Begin
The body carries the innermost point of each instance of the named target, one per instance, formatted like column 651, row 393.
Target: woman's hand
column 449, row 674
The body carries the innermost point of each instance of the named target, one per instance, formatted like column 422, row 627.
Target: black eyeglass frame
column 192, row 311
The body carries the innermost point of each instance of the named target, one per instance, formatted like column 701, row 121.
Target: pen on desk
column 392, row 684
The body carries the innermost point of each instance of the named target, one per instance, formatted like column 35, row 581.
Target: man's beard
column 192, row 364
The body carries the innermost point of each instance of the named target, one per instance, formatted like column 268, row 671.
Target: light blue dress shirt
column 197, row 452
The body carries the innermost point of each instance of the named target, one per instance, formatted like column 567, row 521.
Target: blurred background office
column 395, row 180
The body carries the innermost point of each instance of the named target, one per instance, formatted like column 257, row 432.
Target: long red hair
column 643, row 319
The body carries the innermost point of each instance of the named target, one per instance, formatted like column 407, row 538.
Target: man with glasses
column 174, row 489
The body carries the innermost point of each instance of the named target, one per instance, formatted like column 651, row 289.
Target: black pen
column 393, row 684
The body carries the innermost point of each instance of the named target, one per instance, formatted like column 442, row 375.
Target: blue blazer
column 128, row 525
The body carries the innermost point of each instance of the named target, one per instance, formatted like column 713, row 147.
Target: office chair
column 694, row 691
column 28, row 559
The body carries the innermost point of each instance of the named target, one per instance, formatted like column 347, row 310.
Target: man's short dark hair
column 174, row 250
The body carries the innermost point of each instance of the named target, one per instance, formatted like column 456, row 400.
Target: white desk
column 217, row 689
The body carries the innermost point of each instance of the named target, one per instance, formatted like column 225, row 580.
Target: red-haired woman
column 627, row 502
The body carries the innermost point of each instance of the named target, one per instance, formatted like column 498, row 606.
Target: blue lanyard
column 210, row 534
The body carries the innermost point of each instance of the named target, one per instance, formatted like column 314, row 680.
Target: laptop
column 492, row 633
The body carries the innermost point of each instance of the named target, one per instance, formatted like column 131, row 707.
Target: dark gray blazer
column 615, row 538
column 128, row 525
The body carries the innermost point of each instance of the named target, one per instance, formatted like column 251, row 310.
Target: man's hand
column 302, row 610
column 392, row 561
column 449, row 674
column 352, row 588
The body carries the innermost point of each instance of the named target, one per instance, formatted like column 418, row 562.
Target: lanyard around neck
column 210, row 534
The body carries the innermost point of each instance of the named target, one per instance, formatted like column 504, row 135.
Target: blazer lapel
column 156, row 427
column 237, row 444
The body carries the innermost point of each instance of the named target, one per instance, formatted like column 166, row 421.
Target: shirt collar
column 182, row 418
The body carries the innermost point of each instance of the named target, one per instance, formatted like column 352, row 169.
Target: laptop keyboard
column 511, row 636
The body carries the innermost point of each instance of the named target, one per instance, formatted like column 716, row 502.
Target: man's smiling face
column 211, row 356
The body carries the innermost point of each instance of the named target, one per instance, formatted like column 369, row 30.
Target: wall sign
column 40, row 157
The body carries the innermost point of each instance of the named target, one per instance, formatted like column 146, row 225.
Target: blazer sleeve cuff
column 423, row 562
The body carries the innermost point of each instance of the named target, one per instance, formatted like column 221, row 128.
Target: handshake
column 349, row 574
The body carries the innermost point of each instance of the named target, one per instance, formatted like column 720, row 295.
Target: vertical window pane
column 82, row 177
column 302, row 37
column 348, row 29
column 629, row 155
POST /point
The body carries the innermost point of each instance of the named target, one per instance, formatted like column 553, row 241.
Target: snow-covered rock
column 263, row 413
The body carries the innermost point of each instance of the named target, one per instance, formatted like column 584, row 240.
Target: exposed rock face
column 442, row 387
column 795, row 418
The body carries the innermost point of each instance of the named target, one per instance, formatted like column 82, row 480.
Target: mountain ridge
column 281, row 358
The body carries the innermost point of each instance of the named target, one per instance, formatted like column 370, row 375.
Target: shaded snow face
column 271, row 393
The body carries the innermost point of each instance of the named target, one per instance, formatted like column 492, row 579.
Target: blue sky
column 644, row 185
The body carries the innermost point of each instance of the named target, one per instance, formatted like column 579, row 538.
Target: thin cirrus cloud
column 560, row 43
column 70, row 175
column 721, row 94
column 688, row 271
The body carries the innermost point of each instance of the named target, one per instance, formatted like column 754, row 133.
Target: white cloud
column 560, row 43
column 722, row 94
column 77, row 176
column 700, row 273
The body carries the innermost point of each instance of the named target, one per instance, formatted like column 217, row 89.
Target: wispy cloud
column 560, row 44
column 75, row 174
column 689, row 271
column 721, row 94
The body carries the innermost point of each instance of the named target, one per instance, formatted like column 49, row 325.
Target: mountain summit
End
-- Work instructions --
Update all the rows above by replacing "innermost point" with "central point", and leave everything else unchanged.

-- Solution for this task --
The body carries the central point of each instance of the named target, one per instance, formatted like column 651, row 393.
Target: woman's hand
column 449, row 674
The body carries the central point of each instance of the named target, one per instance, formatted like column 422, row 627.
Target: black eyeglass frame
column 192, row 311
The body carries the central point of each instance of the named target, one per instance, formatted like column 701, row 121.
Target: pen on desk
column 392, row 684
The body carries the central point of each instance of the named target, one per instance, formatted like column 35, row 581.
Target: man's beard
column 192, row 364
The body carries the central point of each instance of the named target, one per instance, formatted like column 268, row 671.
Target: light blue dress shirt
column 197, row 452
The body carries the central point of each instance of the named target, one per instance, formatted like column 567, row 521.
Target: blurred background office
column 395, row 180
The body carries the central point of each instance of the named target, one per instance, formatted like column 257, row 432.
Target: long red hair
column 643, row 319
The body carries the central point of each instance of the named target, one per instance, formatted like column 407, row 538.
Target: man with glasses
column 174, row 489
The body carries the central point of each instance of the named target, one per instance, formatted like column 651, row 289.
Target: black pen
column 393, row 684
The body carries the central point of each instance of the named target, one per instance, formatted like column 442, row 375.
Target: blue blazer
column 128, row 525
The body carries the central point of each instance of the named target, one per instance, formatted like column 713, row 147.
Target: office chair
column 694, row 691
column 28, row 559
The body carries the central point of each instance of the named target, one per instance, formatted like column 347, row 310.
Target: man's short dark hair
column 174, row 250
The body carries the central point of each instance of the named target, one per instance, formatted like column 456, row 400.
Target: white desk
column 217, row 689
The body carries the central point of each instance of the named target, one per instance, formatted like column 225, row 580.
Target: red-haired woman
column 627, row 502
The body carries the central point of each instance of the named target, one per instance, formatted like column 498, row 606.
Target: blue lanyard
column 210, row 534
The body carries the central point of each instance of the named target, one per instance, formatted like column 314, row 680.
Target: laptop
column 492, row 633
The body carries the central point of each instance of the named target, one per instance, formatted like column 131, row 707.
Target: dark gray blazer
column 615, row 538
column 128, row 525
The body carries the central point of each instance of the named target, one per instance, formatted like column 251, row 310.
Target: man's hand
column 302, row 610
column 392, row 561
column 449, row 674
column 352, row 588
The body carries the central point of each instance of the named target, one per instance, formatted like column 418, row 562.
Target: lanyard around neck
column 210, row 534
The body carries the central point of each instance of the named target, one per instance, formatted like column 504, row 135.
Target: blazer lapel
column 156, row 427
column 237, row 444
The body carries the central point of each instance of the named target, one per instance, formatted like column 166, row 421.
Target: shirt collar
column 182, row 418
The body carries the central point of each instance of the named target, one per instance, formatted like column 352, row 169.
Target: laptop keyboard
column 511, row 636
The body carries the central point of each instance of the named target, one per instance, formatted like column 716, row 502.
Target: man's smiling face
column 211, row 356
The body carries the central point of each instance of the named target, one per instance, formatted like column 369, row 30.
Target: wall sign
column 40, row 157
The body carries the central point of each instance of the named target, one per instance, formatted like column 146, row 225.
Target: blazer sleeve cuff
column 423, row 562
The body carries the central point of each instance of the named target, one per instance, formatted like column 221, row 128.
Target: handshake
column 349, row 574
The body carries the central point of each instance of the named target, one per instance, formatted like column 720, row 295.
Target: vertical window pane
column 82, row 177
column 302, row 37
column 348, row 29
column 629, row 155
POST /point
The body carries the central point of each instance of the named target, one per instance, formatted like column 553, row 241.
Target: snow-covered rock
column 263, row 413
The body carries the central point of each instance of the named target, one per instance, formatted like column 584, row 240.
Target: exposed rock face
column 442, row 387
column 795, row 418
The body carries the central point of each instance of the named target, one per instance, formatted like column 82, row 480.
Target: mountain ridge
column 281, row 358
The body carries the central point of each instance of the named target, one per instance, formatted like column 370, row 375.
Target: shaded snow face
column 271, row 393
The body carries the central point of each instance of the named target, one per instance, formatted like column 492, row 579.
Target: blue sky
column 644, row 185
The body carries the central point of each instance of the named target, one per instance, formatted like column 579, row 538.
Target: thin cirrus cloud
column 560, row 43
column 70, row 175
column 721, row 94
column 688, row 271
The body carries the central point of each instance of the named target, one per instance, formatted like column 754, row 133.
Target: white cloud
column 560, row 43
column 722, row 94
column 77, row 176
column 700, row 273
The body carries the central point of each instance of the named target, one per instance, formatted like column 217, row 89.
Target: wispy cloud
column 560, row 44
column 75, row 174
column 689, row 271
column 721, row 94
The body carries the central point of each instance of the named target, one per instance, formatted like column 49, row 325.
Target: mountain summit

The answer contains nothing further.